> [PROBLEM STATEMENT]: Render everything from the row containing "of the conifer" down through the last of the rows as a numbered list, skipping blank lines. Leave the pictures out of the answer.
'''
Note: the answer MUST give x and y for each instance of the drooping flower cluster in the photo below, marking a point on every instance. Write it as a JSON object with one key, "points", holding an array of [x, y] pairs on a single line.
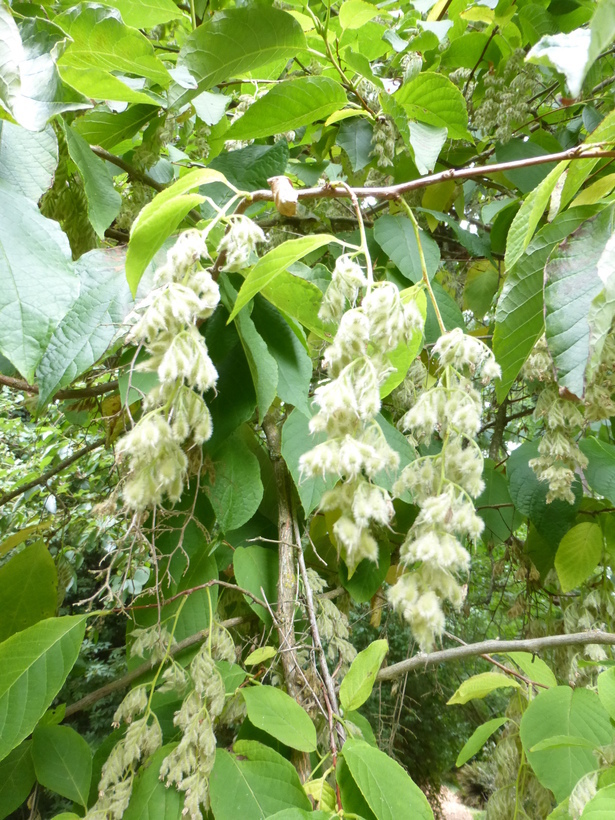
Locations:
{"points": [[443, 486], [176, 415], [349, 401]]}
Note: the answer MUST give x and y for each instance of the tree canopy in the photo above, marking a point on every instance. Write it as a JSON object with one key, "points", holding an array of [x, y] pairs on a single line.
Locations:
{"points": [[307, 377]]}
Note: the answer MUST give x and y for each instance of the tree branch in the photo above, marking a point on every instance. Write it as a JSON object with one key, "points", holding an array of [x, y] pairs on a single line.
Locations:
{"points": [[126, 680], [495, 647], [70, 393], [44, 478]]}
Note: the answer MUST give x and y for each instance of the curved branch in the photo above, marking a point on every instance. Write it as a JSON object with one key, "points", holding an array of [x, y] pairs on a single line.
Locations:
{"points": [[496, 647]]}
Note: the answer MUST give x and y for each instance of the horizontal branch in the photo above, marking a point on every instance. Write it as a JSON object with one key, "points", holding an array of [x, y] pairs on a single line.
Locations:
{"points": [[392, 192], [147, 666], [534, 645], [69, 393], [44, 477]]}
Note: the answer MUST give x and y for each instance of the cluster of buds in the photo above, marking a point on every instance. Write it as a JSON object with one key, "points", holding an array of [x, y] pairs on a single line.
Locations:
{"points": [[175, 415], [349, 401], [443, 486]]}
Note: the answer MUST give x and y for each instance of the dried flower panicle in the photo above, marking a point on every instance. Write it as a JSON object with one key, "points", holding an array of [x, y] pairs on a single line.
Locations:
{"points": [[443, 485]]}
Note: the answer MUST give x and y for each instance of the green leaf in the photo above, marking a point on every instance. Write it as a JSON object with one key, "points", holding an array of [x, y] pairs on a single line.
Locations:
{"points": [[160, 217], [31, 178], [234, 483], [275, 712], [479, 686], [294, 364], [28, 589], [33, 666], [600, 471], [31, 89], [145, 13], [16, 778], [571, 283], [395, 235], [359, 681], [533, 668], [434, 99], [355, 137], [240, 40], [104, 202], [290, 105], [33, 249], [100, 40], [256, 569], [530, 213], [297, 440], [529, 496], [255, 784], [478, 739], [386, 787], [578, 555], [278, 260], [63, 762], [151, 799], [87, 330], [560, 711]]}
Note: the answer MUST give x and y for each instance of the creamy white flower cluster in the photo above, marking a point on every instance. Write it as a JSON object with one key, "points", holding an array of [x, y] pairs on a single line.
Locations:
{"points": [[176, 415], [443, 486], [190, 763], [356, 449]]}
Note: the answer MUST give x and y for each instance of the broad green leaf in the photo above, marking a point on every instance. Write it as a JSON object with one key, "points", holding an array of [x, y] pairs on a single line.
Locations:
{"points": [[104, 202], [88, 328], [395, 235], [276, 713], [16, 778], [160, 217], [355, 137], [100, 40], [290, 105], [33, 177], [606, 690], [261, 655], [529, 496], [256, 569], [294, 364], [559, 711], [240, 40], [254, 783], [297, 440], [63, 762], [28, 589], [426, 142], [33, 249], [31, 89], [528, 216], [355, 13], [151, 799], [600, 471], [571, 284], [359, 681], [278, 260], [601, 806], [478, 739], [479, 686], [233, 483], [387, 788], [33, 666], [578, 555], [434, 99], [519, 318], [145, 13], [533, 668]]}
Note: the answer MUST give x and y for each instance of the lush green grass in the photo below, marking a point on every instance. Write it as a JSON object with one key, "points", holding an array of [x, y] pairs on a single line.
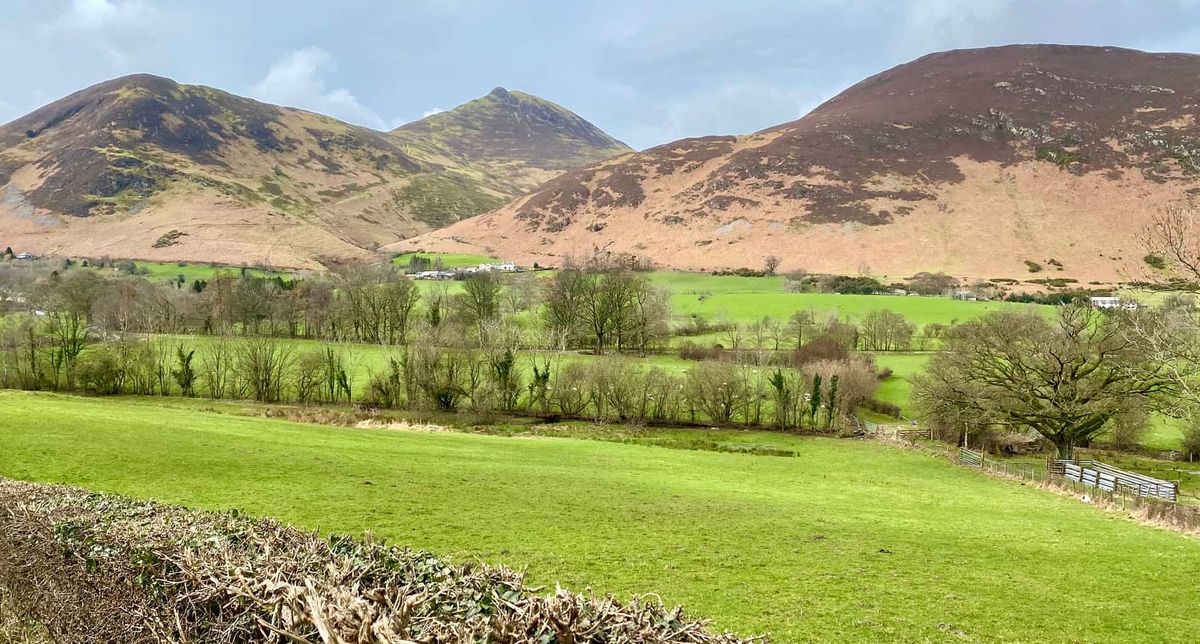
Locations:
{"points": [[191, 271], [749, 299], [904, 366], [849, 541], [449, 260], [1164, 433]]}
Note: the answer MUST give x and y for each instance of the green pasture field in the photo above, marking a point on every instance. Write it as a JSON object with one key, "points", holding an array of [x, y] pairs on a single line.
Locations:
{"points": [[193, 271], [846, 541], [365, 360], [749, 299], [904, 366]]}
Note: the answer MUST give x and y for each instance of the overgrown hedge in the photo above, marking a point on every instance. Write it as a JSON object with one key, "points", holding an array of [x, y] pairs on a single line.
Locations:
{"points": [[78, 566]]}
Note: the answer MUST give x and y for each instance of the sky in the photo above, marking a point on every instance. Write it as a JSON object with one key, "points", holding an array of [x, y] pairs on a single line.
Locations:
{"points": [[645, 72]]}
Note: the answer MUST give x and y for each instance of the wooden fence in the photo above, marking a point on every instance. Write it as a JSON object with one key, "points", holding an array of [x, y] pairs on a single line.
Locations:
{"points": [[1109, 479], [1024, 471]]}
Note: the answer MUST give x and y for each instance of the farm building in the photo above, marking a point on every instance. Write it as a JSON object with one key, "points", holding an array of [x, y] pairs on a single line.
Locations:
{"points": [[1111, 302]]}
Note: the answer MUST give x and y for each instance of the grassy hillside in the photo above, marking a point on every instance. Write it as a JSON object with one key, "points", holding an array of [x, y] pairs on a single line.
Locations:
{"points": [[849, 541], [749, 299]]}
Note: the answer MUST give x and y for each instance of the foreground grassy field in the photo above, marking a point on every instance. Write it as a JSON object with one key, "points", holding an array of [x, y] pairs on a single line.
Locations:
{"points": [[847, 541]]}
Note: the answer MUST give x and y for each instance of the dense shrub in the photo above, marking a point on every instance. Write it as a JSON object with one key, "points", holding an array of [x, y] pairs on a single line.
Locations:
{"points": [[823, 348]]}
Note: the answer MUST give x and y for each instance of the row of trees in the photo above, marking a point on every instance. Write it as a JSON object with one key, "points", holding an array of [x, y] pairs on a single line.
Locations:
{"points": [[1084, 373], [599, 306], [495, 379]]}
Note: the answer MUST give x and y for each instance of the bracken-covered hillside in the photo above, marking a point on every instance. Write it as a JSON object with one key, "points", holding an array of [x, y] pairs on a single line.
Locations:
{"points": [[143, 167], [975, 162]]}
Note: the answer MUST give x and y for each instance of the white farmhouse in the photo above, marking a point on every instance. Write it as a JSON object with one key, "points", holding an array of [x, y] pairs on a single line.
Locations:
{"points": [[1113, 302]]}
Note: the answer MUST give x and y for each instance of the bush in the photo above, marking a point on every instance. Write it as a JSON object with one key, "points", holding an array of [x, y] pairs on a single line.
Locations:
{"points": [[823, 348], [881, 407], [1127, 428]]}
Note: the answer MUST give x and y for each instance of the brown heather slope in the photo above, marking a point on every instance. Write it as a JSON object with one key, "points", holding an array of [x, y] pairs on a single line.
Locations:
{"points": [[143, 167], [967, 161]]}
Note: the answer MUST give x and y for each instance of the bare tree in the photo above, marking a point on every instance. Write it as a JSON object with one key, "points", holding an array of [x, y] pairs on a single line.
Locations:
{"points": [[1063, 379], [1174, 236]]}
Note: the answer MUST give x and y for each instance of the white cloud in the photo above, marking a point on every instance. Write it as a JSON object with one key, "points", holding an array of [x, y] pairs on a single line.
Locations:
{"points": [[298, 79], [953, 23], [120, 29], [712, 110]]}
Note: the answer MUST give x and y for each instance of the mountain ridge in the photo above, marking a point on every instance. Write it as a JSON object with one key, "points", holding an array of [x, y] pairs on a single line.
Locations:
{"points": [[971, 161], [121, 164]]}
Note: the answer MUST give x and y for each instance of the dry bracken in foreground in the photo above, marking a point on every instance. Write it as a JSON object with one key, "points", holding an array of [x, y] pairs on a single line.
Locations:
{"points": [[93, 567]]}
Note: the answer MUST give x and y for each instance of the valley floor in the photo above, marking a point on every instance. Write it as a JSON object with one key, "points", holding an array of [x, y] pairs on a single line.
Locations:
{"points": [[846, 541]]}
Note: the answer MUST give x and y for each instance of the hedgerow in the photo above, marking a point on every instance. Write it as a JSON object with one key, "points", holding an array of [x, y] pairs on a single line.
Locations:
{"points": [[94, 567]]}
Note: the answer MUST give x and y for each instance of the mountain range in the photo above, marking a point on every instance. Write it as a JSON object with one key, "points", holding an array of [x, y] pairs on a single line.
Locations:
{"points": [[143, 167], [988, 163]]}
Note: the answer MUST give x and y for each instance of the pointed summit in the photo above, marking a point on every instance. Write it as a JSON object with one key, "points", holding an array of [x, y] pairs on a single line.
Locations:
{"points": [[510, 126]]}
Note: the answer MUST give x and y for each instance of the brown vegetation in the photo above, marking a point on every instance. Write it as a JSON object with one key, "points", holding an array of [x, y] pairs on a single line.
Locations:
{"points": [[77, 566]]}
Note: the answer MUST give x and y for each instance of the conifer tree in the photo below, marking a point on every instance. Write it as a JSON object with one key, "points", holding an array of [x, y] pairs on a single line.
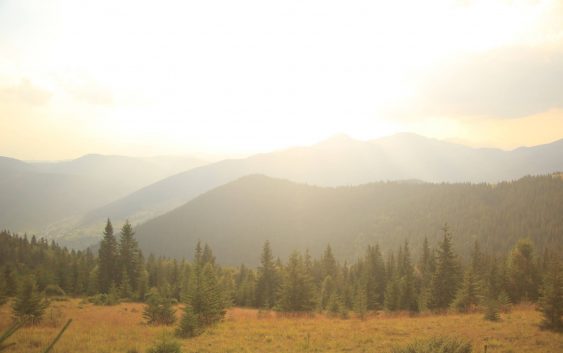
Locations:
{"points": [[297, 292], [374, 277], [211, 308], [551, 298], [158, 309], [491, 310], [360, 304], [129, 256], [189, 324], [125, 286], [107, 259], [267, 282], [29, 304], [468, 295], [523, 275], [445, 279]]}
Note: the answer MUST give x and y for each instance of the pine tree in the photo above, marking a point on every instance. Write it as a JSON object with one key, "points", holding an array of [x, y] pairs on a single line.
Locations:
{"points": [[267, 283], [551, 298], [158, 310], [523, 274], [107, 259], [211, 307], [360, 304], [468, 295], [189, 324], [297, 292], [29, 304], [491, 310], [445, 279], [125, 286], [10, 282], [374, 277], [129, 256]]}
'''
> [SOLUTION FOR THIS PROBLEM]:
1. Note: the answer MUST give x and y for each instance of the conifer tree in the photo below, marking a point on every instance. Write it as a JSON object with one key, "points", holding an array of [x, y] pairs on a single line.
2. Locations:
3. {"points": [[297, 292], [374, 277], [211, 308], [551, 298], [158, 309], [491, 310], [360, 304], [129, 256], [189, 324], [125, 286], [107, 259], [267, 282], [29, 304], [468, 295], [523, 275], [445, 279]]}
4. Note: the answer MUST give x and y for each instance of the pine tree in the photo above, marking a point on every instance. Write it as a JSON object with one key, "points", holding an array of [x, y] pairs on a single line.
5. Locations:
6. {"points": [[267, 283], [551, 298], [158, 310], [523, 274], [107, 259], [211, 307], [360, 304], [468, 295], [189, 324], [297, 292], [29, 304], [491, 310], [445, 279], [125, 286], [10, 282], [374, 277], [129, 256]]}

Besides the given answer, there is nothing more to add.